PAGE EXCERPT.
..........

# 11/21/2021 50 minutes 5 hook ups.



## twistedcatfish1971 (Jul 21, 2013)

Picked my brother up this morning at 8:45 and headed out to Eastlake for steelhead. Brother Daryl never caught a steelhead before. Upon arrival there were alot of parked cars and even more folks in river fishing. We made our way down and around and past some people to a stretch of water <shallow> and waded out abit. Tossing spoons/spinners for just over an hour. Saw 5 caught all around us and all fish came off bobber/jigs. River had a decent flow and water was stained but not dirty. Brother Daryl had a leak in 1 boot so I said let's get back to car and I'll take ya over to another spot close by.

We walk up and I get into a decent fish with about 6th cast. Daryl comes running over with net and gets down on stomach and gets fish...all the while he was laying on top of a ton of goose droppings lol.

Short time later I see him cast out and is having trouble with line wrapped around reel...I cast out and give him my rod while is mess with his...as I'm doing this he goes (I got one!) 2 minutes later he gets his 1st ever steelhead! Less than 13 minutes later he hooks up and lands #2. A short time after I get #2 with a 6 foot ultralight and diawa reel with 6 pound sufix line. A 5th fish was on and then off like a light switch. We called it at 11:30 am. 

All this in less than 50 minutes lol.

We kept our fish today for family/friends to be smoked.

Goodtimes and 2nd spot we had all to ourselves. 

Pictures. 

Don.


----------



## The Fishing Addict (Mar 19, 2014)

Stay twisted!


Sent from my iPhone using Tapatalk


----------



## twistedcatfish1971 (Jul 21, 2013)

...I honestly don't know another way but treat twisted like lol. 

I do want to add that after 4th fish and packing up there was an older guy that had started fishing shortly after we got to spot #2 ... he was off fishing bend in river. He walked up and we had some fish talk. I gave him 2 brand new Joe's flies spinners and said the good luck thing...

Stay twisted for sure.

Don.


----------



## cast-off (Apr 14, 2005)

..........

CHALLENGE 1. Decide whether each statement agrees with the steelhead fishing thread, answering yes or no and quoting the words that settle it: (a) Daryl had caught a steelhead before this trip. (b) The fish seen caught at the first spot came off spoons and spinners. (c) They kept their fish to be smoked for family and friends.
CHALLENGE 2. In the steelhead fishing thread, at what time did the two brothers call it a day?
CHALLENGE 3. Please continue the steelhead fishing thread from where it stops.
These rows have no connection to the steelhead fishing thread.

Records from a data collection
..........

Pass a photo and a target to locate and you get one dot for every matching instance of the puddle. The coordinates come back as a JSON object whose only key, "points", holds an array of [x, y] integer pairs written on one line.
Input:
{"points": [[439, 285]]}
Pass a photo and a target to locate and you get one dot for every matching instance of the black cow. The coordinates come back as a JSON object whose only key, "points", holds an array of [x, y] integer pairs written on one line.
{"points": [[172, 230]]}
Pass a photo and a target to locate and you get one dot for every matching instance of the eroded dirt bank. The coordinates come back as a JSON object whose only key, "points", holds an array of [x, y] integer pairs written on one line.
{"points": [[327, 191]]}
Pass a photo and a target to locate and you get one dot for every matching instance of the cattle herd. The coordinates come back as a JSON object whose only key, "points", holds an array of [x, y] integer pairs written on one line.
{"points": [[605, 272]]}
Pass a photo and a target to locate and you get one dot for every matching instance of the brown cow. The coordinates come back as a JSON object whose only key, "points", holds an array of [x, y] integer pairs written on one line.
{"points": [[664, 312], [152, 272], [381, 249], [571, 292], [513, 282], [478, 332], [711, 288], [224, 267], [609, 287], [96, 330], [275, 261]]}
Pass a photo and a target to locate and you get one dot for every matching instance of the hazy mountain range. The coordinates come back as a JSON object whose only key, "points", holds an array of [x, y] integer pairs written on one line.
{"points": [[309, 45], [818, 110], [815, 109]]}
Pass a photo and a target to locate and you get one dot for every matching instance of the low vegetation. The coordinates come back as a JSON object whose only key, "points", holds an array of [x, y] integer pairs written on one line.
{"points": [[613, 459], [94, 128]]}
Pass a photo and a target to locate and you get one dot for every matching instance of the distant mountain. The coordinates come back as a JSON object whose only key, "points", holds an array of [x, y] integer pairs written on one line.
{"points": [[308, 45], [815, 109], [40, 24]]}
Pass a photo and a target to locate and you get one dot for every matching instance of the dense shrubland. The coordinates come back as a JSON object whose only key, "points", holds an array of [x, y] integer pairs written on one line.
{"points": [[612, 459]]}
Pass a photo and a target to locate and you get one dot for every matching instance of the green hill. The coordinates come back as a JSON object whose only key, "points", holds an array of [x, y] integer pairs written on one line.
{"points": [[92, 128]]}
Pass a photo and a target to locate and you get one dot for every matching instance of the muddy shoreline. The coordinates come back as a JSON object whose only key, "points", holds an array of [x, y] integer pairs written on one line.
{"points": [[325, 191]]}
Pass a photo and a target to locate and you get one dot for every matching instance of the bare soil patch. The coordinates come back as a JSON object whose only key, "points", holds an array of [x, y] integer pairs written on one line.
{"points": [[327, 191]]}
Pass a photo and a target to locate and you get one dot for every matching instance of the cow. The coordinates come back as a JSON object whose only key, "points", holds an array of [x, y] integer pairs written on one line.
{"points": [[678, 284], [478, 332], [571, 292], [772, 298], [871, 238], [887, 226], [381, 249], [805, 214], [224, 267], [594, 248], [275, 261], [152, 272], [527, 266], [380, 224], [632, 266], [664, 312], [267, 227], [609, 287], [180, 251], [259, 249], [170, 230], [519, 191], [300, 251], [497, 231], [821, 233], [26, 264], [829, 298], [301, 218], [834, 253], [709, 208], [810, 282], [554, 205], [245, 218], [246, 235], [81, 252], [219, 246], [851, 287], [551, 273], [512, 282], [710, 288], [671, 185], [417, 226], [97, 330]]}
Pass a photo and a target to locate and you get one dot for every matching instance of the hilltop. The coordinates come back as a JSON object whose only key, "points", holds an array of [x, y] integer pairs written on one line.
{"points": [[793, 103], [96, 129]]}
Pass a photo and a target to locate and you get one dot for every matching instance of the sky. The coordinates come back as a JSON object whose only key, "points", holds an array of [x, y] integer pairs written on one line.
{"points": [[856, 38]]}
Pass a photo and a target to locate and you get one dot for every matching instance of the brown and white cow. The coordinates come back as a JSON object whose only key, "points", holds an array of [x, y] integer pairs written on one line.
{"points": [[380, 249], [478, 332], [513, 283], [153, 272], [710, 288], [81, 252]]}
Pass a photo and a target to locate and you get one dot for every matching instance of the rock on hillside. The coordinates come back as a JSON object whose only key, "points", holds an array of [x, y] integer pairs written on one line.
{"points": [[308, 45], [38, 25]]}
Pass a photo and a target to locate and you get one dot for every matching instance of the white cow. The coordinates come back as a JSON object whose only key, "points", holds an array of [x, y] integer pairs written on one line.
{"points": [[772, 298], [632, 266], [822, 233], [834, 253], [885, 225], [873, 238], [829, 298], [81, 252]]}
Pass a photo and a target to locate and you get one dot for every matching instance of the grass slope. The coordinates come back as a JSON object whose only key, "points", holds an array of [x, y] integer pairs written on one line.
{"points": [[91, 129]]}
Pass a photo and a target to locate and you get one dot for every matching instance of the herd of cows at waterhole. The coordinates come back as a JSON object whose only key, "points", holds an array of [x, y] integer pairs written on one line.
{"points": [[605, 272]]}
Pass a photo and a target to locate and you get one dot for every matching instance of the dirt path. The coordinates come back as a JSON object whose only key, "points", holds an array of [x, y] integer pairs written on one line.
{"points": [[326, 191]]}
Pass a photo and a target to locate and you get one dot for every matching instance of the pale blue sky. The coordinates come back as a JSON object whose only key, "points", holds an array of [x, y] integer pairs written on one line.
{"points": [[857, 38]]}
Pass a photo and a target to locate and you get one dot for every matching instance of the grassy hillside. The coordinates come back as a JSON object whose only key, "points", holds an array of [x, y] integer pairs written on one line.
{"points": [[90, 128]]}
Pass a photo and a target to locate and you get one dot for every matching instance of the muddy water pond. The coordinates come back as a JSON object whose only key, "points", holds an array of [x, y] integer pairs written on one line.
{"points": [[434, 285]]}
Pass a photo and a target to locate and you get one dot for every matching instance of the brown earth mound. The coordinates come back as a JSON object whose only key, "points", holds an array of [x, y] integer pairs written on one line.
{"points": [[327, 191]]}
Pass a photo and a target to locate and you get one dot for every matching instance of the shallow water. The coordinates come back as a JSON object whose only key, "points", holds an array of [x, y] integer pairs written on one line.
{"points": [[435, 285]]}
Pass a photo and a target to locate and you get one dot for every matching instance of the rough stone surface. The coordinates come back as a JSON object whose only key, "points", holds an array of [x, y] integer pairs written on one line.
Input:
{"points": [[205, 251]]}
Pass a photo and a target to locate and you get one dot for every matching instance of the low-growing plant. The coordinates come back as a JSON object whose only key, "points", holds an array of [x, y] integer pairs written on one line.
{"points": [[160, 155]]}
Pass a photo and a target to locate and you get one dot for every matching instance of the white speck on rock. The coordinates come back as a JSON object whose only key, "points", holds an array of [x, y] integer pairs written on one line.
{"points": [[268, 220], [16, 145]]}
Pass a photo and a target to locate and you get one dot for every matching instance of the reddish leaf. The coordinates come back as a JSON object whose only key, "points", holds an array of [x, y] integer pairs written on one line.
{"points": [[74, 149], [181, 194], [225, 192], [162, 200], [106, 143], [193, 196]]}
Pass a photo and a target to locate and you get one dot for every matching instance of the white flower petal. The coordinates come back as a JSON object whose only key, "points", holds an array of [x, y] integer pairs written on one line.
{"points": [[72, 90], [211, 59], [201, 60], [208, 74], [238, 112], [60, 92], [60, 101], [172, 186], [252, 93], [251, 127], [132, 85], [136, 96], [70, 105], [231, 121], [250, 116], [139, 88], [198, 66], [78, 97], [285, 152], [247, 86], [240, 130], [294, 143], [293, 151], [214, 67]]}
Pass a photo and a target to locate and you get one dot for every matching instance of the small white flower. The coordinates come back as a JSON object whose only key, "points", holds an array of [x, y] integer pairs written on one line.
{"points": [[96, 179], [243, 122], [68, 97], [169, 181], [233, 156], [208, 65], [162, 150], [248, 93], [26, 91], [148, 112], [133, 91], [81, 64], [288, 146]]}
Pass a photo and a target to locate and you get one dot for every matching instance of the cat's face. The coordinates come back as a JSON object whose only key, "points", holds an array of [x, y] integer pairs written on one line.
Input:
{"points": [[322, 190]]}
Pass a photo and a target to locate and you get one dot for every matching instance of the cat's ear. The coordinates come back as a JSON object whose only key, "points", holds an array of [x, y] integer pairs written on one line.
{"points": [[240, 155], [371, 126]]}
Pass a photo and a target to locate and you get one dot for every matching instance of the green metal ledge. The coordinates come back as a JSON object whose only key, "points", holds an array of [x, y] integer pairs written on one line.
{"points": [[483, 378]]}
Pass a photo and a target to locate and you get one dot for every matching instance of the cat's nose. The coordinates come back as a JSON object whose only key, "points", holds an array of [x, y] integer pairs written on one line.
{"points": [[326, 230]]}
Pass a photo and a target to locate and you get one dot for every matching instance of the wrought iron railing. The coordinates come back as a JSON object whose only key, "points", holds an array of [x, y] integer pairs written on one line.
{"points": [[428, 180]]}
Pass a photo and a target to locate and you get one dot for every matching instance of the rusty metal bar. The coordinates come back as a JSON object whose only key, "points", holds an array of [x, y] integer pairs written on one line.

..........

RIGHT ANSWER 1.
(a) No: "Brother Daryl never caught a steelhead before."
(b) No: "all fish came off bobber/jigs."
(c) Yes: "We kept our fish today for family/friends to be smoked."

RIGHT ANSWER 2. They called it at 11:30 am.

RIGHT ANSWER 3.
Nice. Glad to see you got into some today and got your Bro onto some action. I was talking to you on the road today. I thought you looked familiar from your posts but wasn't sure. Were you casting or floating. If we dont get any rain overnight i will be out and about in the morning.


----------



## twistedcatfish1971 (Jul 21, 2013)

You driving that white car? We (i) always cast spoons/spinners 99% of time. I like to cover alot of water and cast...I'm somewhat impatient with floating lol.

...I do enjoy seeing the floaters though when out fishing and do my best to steer clear of them. Anyway good luck in morning...I would love to go back monday for sure and pound steel.

Don.


----------



## cast-off (Apr 14, 2005)

Yes that was me. I live in the area so i fish it a lot. The river came up a little over night but still good. Going to hit the soccer field area and if they wont play nice i will hit that other spot. Wink wink. Love you posts man. Your one of the few guys that not afraid to tell people whats happening and how your doing it. I would do same but im an old man with a flip phone and a desktop computer. Keep them coming and see you around.


----------



## gembo (Nov 22, 2021)

Where did you guys park at? Going to be in the area for the holidays and was hoping to get some time in the water


----------



## twistedcatfish1971 (Jul 21, 2013)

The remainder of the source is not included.